--- Exercise input ---

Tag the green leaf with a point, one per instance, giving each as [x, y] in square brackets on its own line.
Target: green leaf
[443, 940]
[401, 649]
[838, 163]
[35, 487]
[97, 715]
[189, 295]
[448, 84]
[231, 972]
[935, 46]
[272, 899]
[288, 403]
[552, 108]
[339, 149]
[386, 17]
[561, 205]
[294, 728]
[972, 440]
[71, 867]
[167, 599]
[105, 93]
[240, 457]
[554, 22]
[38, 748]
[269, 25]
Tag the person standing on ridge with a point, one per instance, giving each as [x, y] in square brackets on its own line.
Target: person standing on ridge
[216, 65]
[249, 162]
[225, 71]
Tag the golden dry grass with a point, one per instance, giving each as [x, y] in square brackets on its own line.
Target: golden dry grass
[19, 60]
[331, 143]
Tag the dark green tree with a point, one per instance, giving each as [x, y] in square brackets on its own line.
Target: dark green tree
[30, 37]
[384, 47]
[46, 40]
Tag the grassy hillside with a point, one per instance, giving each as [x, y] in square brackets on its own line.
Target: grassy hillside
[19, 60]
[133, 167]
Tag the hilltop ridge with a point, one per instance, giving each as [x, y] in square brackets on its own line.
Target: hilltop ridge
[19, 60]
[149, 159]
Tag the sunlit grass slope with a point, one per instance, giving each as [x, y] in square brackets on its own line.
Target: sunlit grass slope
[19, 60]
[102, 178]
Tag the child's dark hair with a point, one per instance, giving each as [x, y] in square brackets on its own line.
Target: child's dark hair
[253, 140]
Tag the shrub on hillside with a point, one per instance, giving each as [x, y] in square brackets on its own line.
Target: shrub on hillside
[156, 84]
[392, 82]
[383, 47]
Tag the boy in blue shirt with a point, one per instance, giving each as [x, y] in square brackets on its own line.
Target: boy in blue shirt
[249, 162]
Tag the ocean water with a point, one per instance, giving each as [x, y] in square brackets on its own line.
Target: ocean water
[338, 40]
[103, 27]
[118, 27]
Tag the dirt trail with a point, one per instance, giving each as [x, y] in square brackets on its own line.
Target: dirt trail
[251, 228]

---

Given problem: Repeat every entry above word for word and in the same order, including each line of points.

Response below:
Tag the green leaf with a point, one per instance, giving each as [x, y] in square brackets on its own line.
Target: green leaf
[443, 940]
[401, 649]
[838, 163]
[35, 487]
[97, 715]
[189, 295]
[448, 84]
[231, 972]
[935, 46]
[272, 899]
[288, 403]
[552, 108]
[339, 149]
[386, 17]
[561, 205]
[294, 728]
[972, 440]
[71, 867]
[167, 599]
[105, 93]
[240, 457]
[554, 22]
[38, 748]
[269, 25]
Tag the person standing on ridge with a point, one per instance, giving each as [x, y] in square brackets on its own line.
Target: person standing on ridge
[216, 65]
[249, 162]
[225, 71]
Tag the golden dry grass with a point, one per instance, giving each as [x, y] in square brackets on its own line.
Target: golden dry grass
[19, 60]
[331, 143]
Tag the dark green tree with a point, one per instance, giving each as [x, y] in square brackets on its own line.
Target: dark green tree
[30, 37]
[384, 47]
[46, 40]
Tag the grassy hillside with a point, one per instance, giving each as [x, y] in square brackets on its own line.
Target: grassy hillside
[19, 60]
[133, 167]
Tag the hilltop ridge with a point, one per instance, giving each as [x, y] in square brackets on its own line.
Target: hilltop ridge
[19, 60]
[149, 159]
Tag the sunlit grass slope with a point, one per instance, giving each as [x, y] in square brackets on its own line.
Target: sunlit grass slope
[19, 60]
[102, 178]
Tag the child's dark hair with a point, one per instance, giving each as [x, y] in square brackets on its own line.
Target: child's dark hair
[253, 140]
Tag the shrub on hillside with a point, one per instance, giving each as [x, y] in square brackets on its own line.
Target: shrub on hillside
[156, 84]
[392, 82]
[383, 47]
Tag the boy in blue shirt with a point, one per instance, giving each as [x, y] in square brackets on its own line.
Target: boy in blue shirt
[249, 162]
Tag the ocean water with a point, one per instance, giving each as [x, y] in square brackets on its own line.
Target: ocean water
[338, 40]
[103, 27]
[118, 27]
Tag the dirt trail with a point, one per instance, giving each as [x, y] in square brackets on its own line.
Target: dirt trail
[251, 228]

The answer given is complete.